Copy everything in the records below, word for word, from the line containing "written like (822,385)." down to the end of the records, including both of those lines.

***** SUPPLIED ENTRIES *****

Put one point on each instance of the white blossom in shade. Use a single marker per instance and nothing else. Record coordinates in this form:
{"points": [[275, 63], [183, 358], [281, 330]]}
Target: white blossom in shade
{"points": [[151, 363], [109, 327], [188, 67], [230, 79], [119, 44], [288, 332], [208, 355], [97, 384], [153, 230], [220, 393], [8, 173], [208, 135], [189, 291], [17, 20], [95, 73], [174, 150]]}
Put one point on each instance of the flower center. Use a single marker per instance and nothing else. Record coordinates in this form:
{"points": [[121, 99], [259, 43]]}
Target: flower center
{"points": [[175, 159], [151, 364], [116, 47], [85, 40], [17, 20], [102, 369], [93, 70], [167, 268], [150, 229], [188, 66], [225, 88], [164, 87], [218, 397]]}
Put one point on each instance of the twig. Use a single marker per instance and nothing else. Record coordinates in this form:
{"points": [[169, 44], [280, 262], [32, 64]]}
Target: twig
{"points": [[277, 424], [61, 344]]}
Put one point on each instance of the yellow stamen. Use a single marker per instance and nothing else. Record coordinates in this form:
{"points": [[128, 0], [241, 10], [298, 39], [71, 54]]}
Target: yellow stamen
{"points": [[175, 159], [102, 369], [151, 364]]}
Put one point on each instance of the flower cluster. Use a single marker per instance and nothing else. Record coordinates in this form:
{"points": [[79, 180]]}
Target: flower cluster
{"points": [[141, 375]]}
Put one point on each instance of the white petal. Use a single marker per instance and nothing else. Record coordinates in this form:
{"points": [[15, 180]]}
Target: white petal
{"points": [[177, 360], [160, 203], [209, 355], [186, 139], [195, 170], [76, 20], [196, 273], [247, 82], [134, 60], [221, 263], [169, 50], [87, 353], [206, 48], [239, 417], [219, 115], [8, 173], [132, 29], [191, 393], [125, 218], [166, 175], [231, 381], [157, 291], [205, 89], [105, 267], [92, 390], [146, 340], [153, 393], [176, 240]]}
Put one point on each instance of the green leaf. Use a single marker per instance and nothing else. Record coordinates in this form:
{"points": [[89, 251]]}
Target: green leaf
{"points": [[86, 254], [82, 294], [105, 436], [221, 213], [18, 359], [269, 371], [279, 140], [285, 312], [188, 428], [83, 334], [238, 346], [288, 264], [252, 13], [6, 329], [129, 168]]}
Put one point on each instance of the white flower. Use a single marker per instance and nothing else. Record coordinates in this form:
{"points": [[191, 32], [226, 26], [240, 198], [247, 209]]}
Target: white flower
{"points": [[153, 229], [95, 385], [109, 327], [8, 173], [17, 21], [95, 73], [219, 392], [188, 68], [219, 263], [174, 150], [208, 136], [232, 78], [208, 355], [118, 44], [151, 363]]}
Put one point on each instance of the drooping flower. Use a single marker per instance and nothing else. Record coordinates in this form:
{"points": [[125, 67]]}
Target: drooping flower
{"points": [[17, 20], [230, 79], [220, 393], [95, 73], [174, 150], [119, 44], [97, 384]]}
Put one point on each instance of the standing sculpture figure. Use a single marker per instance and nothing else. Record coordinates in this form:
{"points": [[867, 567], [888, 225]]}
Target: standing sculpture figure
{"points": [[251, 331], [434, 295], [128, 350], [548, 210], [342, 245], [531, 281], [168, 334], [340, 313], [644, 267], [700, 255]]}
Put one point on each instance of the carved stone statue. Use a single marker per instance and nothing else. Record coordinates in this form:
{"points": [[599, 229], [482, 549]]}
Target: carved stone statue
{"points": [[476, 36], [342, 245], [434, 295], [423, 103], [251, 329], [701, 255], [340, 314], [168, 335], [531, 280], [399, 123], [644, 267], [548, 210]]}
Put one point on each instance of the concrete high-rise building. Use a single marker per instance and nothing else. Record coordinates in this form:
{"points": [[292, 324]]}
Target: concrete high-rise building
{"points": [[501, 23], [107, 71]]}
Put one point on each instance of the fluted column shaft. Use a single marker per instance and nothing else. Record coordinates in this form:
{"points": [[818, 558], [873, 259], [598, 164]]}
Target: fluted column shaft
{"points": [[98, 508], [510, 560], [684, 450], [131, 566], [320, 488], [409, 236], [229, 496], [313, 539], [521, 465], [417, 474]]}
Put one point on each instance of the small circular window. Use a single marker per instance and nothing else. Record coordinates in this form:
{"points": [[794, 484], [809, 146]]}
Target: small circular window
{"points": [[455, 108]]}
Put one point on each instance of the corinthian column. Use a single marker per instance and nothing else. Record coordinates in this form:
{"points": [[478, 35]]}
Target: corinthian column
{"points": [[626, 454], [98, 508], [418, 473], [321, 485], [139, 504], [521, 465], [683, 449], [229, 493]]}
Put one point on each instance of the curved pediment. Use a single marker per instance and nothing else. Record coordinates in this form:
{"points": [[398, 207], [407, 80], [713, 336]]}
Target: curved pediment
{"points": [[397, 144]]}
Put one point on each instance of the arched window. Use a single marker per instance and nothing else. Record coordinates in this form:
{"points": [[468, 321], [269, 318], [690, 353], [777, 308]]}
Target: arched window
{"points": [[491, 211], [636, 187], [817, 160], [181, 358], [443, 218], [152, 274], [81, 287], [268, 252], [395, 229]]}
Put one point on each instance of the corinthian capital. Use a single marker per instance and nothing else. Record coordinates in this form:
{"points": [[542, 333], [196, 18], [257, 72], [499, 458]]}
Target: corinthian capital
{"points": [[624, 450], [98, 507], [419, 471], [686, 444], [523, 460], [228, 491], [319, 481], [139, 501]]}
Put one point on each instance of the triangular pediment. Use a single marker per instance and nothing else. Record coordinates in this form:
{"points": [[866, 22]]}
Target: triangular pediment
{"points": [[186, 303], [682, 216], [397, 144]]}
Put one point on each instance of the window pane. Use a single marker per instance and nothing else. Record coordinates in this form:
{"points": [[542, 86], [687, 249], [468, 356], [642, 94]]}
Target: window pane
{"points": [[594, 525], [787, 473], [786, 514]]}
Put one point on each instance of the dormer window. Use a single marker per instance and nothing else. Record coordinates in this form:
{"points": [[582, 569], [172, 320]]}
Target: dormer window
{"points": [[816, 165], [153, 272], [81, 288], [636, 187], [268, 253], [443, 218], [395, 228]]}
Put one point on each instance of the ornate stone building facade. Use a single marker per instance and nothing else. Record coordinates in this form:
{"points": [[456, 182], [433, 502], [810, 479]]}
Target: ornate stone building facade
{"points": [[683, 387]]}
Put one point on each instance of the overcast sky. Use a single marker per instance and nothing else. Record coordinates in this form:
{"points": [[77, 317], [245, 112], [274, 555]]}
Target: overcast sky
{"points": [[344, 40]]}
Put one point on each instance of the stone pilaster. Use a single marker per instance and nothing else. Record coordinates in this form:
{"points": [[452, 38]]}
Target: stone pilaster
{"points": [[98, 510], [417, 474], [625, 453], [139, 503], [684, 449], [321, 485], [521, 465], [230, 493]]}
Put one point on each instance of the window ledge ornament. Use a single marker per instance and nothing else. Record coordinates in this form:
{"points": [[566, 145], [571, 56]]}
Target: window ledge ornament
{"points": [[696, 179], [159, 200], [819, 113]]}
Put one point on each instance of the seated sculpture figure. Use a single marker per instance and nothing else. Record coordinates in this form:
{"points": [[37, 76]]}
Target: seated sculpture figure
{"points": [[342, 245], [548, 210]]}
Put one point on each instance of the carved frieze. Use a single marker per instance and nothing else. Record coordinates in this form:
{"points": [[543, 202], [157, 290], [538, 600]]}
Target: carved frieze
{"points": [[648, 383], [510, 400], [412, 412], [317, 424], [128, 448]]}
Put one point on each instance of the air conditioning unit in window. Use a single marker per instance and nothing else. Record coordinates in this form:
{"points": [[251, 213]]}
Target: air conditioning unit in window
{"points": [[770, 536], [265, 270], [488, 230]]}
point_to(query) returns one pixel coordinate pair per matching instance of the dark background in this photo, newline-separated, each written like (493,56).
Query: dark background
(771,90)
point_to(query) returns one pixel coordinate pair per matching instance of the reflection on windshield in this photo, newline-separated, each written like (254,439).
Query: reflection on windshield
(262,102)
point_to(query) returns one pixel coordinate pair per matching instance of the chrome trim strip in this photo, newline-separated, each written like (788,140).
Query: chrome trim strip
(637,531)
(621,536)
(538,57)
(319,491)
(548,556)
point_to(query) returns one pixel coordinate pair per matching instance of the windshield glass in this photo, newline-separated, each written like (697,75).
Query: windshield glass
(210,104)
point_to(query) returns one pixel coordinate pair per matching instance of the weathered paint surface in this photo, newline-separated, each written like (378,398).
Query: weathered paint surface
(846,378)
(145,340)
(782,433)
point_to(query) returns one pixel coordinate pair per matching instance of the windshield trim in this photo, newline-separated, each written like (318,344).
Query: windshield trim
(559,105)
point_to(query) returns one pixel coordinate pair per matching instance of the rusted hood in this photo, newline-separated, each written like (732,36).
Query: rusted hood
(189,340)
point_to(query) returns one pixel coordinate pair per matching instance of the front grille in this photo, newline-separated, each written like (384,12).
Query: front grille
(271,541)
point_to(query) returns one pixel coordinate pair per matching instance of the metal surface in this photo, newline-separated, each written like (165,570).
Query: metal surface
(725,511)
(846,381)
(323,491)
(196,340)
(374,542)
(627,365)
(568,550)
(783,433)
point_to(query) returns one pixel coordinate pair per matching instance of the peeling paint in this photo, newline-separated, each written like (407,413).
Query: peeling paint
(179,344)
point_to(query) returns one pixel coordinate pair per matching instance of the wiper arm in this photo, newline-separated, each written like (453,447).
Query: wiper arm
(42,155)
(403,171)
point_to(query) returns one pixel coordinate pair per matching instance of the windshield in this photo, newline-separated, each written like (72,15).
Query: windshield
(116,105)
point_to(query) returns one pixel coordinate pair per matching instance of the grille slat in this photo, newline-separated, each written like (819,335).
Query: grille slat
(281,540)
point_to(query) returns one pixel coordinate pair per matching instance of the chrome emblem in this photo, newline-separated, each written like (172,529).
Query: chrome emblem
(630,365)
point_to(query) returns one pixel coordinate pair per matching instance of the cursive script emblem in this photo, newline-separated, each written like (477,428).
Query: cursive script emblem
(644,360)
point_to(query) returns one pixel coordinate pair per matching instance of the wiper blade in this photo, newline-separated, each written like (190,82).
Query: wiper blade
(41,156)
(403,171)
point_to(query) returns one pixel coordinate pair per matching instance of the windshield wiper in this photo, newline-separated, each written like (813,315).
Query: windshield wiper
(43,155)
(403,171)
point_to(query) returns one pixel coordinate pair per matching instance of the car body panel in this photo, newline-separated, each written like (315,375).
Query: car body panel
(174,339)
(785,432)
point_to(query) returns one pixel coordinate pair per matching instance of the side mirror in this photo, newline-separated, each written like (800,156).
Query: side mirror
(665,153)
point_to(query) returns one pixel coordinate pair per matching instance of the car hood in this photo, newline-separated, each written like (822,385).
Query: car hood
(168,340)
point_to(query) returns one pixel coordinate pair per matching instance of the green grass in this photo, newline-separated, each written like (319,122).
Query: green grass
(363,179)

*****

* EXERCISE OUTPUT *
point_to(query) returns one pixel coordinate pair per matching instance of the car hood in this photo, newline-separated, each written like (822,385).
Query: car hood
(168,340)
point_to(query) returns one pixel coordinate pair per matching instance of the green grass in this photo, newline-separated, each written like (319,122).
Query: green grass
(363,179)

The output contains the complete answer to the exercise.